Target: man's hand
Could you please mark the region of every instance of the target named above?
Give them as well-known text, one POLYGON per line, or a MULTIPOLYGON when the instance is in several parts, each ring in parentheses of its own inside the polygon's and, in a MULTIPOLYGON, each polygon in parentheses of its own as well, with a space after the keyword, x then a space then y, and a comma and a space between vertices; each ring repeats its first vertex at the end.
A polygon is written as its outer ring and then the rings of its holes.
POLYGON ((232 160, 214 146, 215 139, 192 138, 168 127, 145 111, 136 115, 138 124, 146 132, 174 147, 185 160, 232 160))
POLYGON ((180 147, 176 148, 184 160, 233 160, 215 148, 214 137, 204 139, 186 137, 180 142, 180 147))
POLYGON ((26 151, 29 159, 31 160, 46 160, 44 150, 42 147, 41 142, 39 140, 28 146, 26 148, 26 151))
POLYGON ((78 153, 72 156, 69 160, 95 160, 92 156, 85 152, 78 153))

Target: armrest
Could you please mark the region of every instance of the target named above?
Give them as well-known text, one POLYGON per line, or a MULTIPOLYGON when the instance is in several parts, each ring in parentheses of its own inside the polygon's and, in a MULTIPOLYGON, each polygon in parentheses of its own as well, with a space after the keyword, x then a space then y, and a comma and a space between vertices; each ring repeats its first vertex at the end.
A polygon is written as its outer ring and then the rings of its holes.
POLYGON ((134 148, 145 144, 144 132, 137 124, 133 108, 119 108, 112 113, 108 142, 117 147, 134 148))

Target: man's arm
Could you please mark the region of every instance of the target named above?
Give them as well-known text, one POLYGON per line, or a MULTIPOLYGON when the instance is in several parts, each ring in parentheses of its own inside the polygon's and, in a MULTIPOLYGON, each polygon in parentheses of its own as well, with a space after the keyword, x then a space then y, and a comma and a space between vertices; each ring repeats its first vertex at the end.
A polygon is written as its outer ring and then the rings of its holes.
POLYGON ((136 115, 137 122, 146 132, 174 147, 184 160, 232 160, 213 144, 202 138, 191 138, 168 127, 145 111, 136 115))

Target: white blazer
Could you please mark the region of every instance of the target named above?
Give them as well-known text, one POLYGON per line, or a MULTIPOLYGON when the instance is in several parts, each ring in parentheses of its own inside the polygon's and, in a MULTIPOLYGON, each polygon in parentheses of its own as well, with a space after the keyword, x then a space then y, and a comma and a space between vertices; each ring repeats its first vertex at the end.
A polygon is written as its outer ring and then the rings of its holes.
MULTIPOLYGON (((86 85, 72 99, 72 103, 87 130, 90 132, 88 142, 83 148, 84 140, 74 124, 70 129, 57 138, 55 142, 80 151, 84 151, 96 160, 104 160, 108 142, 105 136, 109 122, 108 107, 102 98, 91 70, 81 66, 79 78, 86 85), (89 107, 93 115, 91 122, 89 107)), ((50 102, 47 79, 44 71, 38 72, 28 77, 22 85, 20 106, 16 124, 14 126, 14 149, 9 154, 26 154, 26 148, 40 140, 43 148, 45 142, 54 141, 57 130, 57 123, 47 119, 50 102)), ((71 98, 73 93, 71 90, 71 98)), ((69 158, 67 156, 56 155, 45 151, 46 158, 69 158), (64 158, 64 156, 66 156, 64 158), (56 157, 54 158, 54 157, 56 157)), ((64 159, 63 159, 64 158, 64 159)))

Problem »
Rewrite every line of the items above as one numbered list, leaving out the blank lines.

Task result »
1. Target: man's hand
2. Could you please mark the region of every instance of the target named above?
3. Give them as well-known text, one POLYGON per line, or a MULTIPOLYGON when the instance is in several parts, each ring in parentheses of its own inside the polygon's and, in a MULTIPOLYGON, each polygon in parentheses of its own as well, with a space after the keyword, x then a space then y, and a comma and a space between vertices; each ring repeats its first vertex at the end.
4. A polygon is written as its outer ring and then the rings of its holes.
5. POLYGON ((232 160, 214 146, 215 139, 192 138, 168 127, 145 111, 136 115, 138 124, 146 132, 174 147, 185 160, 232 160))
6. POLYGON ((180 147, 176 148, 184 160, 233 160, 215 148, 214 137, 204 139, 186 137, 180 142, 180 147))
7. POLYGON ((26 151, 29 159, 31 160, 46 160, 44 150, 42 147, 41 142, 39 140, 28 146, 26 148, 26 151))
8. POLYGON ((78 153, 72 156, 69 160, 95 160, 92 156, 85 152, 78 153))
9. Target: armrest
10. Could you please mark the region of every instance of the target named above?
11. Give them as well-known text, one POLYGON per line, or a MULTIPOLYGON when the instance is in several parts, each ring in parentheses of its own inside the polygon's and, in a MULTIPOLYGON, each polygon in parentheses of its own as well, with a space after the keyword, x then a space then y, and a comma and a space between vertices; each ring repeats its first vertex at the end.
12. A polygon is written as its outer ring and then the rings of its holes.
13. POLYGON ((134 148, 145 144, 144 132, 137 124, 133 108, 119 108, 112 113, 108 142, 117 147, 134 148))
14. Target: man's arm
15. Could you please mark the region of every instance of the target named above?
16. Give them as well-known text, one POLYGON per line, or a MULTIPOLYGON when the instance is in several parts, each ring in parentheses of its own inside the polygon's and, in a MULTIPOLYGON, each polygon in parentheses of its own as well, with a space after the keyword, x then a space then y, and a comma and a space between vertices; each ring repeats its first vertex at the end.
17. A polygon is written as its outer ring and then the rings of its holes.
18. POLYGON ((136 115, 137 122, 146 132, 174 147, 184 160, 232 160, 213 144, 202 138, 191 138, 168 127, 145 111, 136 115))
19. Target: white blazer
20. Could you please mark the region of every instance of the target named above?
21. Give them as well-known text, one POLYGON per line, or a MULTIPOLYGON when the instance is in several parts, each ring in parentheses of its own inside the polygon's and, in a MULTIPOLYGON, each polygon in parentheses of its own as well, with a space after the keyword, x then a space then y, and a comma and a space between vertices; each ring repeats its first vertex at the end.
22. A polygon is written as its outer ring and then the rings of its holes.
23. MULTIPOLYGON (((86 85, 72 99, 72 103, 87 130, 90 132, 88 142, 83 148, 84 140, 74 124, 70 129, 57 138, 55 142, 80 151, 84 151, 96 160, 104 160, 108 142, 105 136, 109 122, 108 107, 102 98, 91 70, 81 66, 79 78, 86 85), (89 107, 93 115, 91 122, 89 107)), ((50 102, 47 79, 44 71, 38 72, 28 77, 22 85, 20 106, 16 124, 14 126, 14 149, 9 154, 26 154, 26 148, 40 140, 43 148, 45 142, 54 141, 57 130, 57 123, 47 119, 50 102)), ((71 98, 73 93, 71 90, 71 98)), ((69 158, 67 156, 56 155, 45 151, 46 158, 69 158), (64 158, 64 156, 66 156, 64 158), (56 157, 54 158, 54 157, 56 157)), ((64 159, 63 159, 64 158, 64 159)))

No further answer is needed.